Task requirements ▸ In the items below, quote word for word everything from the line containing "of the glue" down to the line containing "[[424, 445]]", including both of those lines.

Supplied data ▸
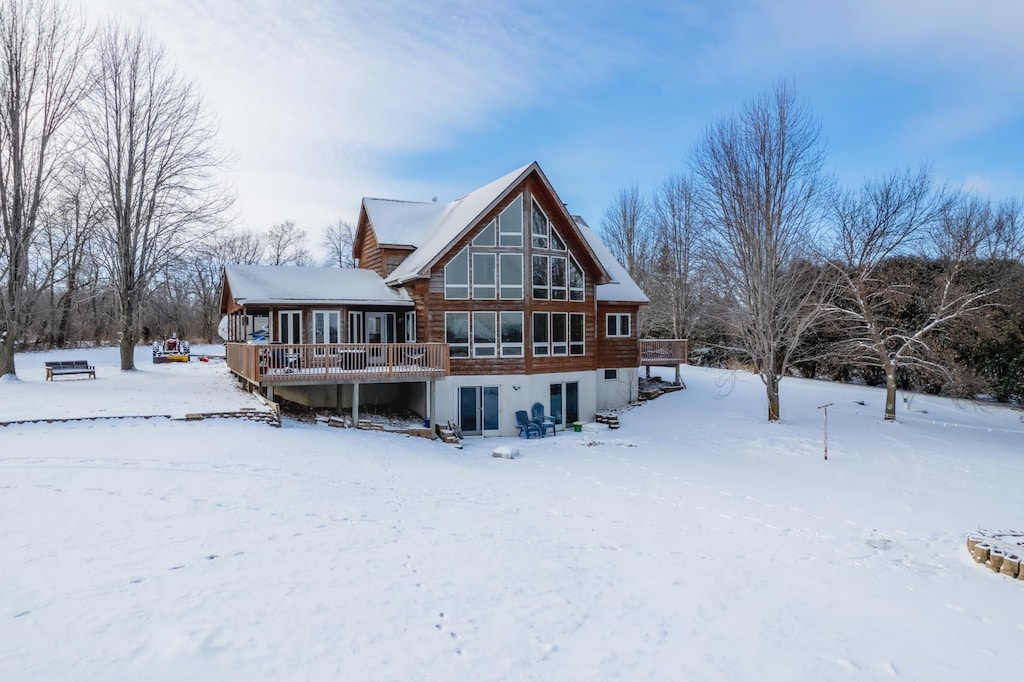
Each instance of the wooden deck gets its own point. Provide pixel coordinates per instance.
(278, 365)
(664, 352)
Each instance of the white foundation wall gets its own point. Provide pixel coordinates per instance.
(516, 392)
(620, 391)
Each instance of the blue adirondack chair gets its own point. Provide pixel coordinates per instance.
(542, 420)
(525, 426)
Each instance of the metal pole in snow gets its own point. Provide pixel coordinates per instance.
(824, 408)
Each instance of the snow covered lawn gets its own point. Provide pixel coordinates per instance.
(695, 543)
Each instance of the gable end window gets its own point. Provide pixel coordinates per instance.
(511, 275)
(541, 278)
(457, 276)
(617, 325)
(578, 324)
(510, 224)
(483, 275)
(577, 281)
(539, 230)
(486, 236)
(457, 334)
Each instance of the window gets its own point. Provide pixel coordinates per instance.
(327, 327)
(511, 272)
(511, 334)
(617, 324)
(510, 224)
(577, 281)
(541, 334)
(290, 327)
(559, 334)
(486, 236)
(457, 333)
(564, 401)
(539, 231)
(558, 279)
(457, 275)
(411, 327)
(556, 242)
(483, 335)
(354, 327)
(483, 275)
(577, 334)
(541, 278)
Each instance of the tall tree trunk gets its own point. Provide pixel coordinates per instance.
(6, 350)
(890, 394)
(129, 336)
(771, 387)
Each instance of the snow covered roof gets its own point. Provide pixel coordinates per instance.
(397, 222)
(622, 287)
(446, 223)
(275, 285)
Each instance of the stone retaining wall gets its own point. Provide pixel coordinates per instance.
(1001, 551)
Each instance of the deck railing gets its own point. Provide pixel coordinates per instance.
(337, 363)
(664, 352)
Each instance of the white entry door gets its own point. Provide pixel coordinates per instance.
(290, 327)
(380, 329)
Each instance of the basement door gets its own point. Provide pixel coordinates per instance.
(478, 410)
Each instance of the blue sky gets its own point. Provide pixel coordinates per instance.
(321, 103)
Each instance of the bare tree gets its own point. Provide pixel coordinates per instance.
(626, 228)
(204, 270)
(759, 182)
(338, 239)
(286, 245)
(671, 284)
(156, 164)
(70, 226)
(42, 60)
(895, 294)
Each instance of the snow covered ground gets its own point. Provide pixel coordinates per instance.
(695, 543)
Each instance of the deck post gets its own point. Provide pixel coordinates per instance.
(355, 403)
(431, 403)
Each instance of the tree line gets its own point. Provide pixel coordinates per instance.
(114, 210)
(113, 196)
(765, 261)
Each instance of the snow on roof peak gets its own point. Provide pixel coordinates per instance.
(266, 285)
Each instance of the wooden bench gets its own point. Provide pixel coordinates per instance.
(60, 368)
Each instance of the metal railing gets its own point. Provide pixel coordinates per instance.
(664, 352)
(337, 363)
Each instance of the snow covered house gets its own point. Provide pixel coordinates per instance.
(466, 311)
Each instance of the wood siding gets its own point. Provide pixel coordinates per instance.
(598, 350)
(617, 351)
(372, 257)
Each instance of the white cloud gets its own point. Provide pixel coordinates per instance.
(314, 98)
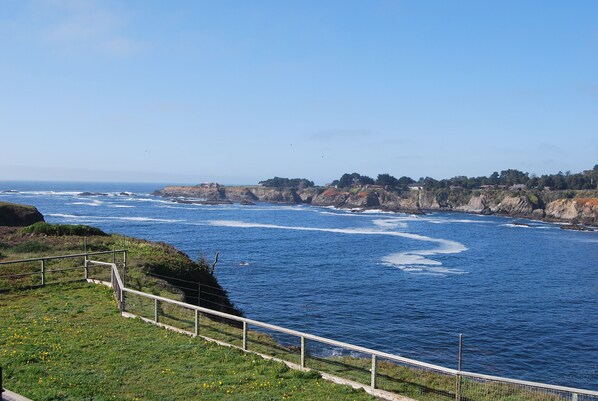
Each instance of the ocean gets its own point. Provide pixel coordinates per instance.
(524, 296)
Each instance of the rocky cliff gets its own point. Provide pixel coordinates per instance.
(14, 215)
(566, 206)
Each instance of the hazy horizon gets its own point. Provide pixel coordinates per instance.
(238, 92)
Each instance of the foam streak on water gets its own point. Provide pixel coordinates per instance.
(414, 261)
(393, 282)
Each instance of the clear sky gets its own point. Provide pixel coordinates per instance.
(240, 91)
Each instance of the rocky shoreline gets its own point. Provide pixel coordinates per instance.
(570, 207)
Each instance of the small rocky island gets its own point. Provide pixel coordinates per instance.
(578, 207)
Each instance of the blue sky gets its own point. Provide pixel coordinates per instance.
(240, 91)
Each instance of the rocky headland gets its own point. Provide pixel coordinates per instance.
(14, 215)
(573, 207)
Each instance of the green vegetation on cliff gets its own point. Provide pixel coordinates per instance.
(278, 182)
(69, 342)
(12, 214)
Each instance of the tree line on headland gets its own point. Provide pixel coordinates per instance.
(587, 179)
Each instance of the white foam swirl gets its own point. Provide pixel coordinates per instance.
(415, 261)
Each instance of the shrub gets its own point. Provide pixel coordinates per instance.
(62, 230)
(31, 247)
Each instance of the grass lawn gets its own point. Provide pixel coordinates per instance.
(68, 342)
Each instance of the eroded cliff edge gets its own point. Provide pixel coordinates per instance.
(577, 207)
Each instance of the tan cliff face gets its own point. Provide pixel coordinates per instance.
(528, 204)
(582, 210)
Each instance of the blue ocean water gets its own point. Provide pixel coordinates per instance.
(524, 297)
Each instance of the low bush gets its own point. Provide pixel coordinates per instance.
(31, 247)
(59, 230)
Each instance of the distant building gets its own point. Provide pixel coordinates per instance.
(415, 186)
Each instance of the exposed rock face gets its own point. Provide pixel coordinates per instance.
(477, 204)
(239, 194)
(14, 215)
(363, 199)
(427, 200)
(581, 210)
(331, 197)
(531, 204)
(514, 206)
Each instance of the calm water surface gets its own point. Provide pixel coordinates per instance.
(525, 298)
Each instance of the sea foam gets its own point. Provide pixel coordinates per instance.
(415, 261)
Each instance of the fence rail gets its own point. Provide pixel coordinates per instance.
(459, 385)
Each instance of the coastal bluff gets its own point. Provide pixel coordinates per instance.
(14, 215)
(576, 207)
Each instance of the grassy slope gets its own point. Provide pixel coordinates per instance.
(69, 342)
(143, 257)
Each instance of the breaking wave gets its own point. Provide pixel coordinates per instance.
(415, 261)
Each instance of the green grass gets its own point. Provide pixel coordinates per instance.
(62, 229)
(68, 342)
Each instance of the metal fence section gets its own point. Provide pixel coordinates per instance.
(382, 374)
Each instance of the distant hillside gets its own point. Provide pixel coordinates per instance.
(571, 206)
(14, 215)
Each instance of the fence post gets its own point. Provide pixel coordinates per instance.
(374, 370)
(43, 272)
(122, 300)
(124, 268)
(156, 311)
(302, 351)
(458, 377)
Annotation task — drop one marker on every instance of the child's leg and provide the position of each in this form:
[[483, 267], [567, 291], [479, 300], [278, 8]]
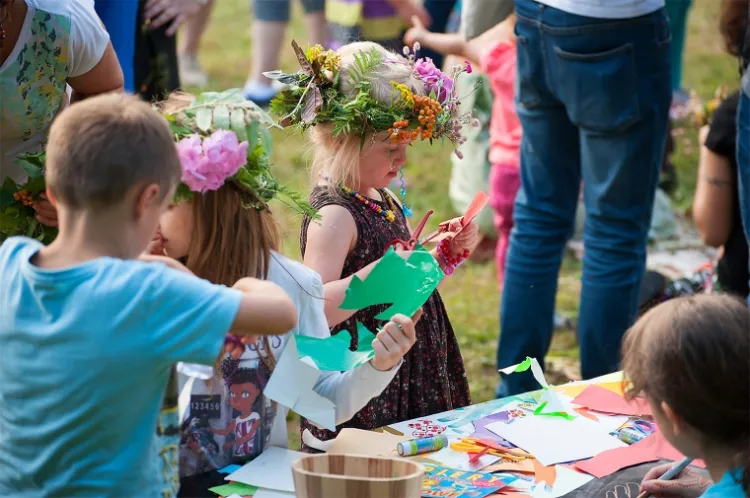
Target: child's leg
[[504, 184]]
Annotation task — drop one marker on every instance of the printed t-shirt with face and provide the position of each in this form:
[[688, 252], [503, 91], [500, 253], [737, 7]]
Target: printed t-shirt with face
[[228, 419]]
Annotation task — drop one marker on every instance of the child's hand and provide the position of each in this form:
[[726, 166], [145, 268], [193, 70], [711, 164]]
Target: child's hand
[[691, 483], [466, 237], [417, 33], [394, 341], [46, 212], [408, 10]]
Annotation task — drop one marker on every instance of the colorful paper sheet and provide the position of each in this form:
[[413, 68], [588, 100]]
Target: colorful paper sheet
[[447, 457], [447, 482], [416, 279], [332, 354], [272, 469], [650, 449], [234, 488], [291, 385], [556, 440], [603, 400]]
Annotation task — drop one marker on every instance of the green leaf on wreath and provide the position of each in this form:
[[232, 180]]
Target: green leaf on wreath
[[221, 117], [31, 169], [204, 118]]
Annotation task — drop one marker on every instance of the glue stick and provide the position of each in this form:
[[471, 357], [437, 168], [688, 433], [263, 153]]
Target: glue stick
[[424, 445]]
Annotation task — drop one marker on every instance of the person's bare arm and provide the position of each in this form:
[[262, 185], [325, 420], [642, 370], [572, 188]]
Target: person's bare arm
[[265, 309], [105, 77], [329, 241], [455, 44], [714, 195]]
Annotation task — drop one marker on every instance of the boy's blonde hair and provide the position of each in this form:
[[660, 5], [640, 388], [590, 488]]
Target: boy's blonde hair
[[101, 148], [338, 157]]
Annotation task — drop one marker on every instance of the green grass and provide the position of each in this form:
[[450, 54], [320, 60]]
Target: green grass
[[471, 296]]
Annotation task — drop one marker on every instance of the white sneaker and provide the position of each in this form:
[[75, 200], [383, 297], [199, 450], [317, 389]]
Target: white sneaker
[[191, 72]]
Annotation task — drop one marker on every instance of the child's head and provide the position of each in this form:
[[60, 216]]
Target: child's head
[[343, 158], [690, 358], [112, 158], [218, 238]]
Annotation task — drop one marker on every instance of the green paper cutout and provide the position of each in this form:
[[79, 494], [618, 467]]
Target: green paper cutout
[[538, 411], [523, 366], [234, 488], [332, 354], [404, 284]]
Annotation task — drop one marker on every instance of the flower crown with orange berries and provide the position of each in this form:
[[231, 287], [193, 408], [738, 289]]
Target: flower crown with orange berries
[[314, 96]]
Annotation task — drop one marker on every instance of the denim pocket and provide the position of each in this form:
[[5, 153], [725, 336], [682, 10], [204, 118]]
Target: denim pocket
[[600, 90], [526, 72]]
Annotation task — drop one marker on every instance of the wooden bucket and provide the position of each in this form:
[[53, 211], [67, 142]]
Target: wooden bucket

Result of this exercise ▸
Annotation task — drop one marker on every instance of the glue stick and provide the position of each in this form:
[[471, 357], [437, 168], [688, 433], [263, 153]]
Target: glue stick
[[424, 445]]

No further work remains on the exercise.